§ Directions for this task
Are you able to retype all the records below exactly?

Records excerpted from a collection:
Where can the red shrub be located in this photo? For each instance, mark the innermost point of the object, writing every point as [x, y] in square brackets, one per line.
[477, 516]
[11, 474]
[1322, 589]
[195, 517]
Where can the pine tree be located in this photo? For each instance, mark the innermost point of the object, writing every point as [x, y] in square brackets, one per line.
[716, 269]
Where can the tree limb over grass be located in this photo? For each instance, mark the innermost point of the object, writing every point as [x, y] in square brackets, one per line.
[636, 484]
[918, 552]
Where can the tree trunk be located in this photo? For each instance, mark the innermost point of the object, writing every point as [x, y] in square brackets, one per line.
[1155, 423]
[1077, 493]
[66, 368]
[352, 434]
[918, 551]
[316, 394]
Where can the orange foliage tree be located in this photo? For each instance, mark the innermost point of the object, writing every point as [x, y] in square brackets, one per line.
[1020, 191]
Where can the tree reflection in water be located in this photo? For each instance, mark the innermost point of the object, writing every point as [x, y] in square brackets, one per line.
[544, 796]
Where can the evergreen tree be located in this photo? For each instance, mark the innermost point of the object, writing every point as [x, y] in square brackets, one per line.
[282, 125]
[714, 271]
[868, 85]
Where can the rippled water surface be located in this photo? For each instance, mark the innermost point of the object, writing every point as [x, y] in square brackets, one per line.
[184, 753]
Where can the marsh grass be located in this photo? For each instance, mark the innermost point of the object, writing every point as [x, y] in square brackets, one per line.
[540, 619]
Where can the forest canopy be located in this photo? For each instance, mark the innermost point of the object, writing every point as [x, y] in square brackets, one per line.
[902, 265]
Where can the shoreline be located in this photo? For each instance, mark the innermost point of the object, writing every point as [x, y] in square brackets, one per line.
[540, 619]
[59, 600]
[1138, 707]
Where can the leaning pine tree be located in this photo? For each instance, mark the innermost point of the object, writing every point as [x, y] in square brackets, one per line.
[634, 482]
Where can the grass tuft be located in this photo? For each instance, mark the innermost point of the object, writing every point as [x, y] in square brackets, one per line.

§ Solution for this task
Where can the red shrub be located in this photo? For each instance, mark the innermost point of the object, writing every point as [x, y] in square brackets, one per line.
[477, 516]
[11, 474]
[1322, 589]
[195, 517]
Where can the pine tree be located in this photo? For each instance, mark the innermost point of the object, writing every point as [x, y] in square brackets, one per line.
[716, 269]
Where can the tree limb over grass be located in this photo? For each instance, mark the innermost point of the object, writing every point as [x, y] in square brackets, one per line.
[636, 484]
[918, 552]
Where can the tree trunk be located in this photo? For each instance, mark the innermost point of the object, writing every point as [x, y] in square brackets, one per line.
[1155, 423]
[1077, 493]
[66, 368]
[352, 434]
[918, 551]
[316, 394]
Where can the orange foliage tree be located in this photo? For each instance, mark the innermost point of the object, writing every point as [x, y] in square brackets, one per line.
[1020, 191]
Where can the tree reflection in water be located in this photo? For each instance, mark the innermost point of the object, writing every point as [x, y] in square brackets, one per line.
[544, 796]
Where can the evergreen tree be located in this photo? For each instance, mark the innermost point of the object, writing every point as [x, y] in square brackets, one per line.
[282, 125]
[714, 271]
[868, 85]
Where can the rippled water surface be located in this photo? For each instance, mark the innermost point of the object, writing every point as [x, y] in square brackets, one per line.
[184, 753]
Where can the marsh grass be located in this photo? For each instance, mark the innermost point of the object, writing every point as [x, y] in square brackets, one per line.
[540, 619]
Where can the forest canopy be located in this photo? For each instance, mark the innermost point of the object, writing every point as [x, y] in square brackets, one per line.
[902, 265]
Where can the shoreline be located in this photo? For each instance, mark the innermost point of the object, writing every point as [x, y] in square brackets, one per line.
[540, 619]
[59, 600]
[1138, 707]
Where can the leaning pine tree be located in this photo? For each instance, mark the innermost point of the object, writing every point as [x, y] in square brackets, one per line.
[634, 482]
Where can the grass tuft be located in this photo? For each instance, mark the innermost point of the object, writing every point as [x, y] in square brackets, one per line.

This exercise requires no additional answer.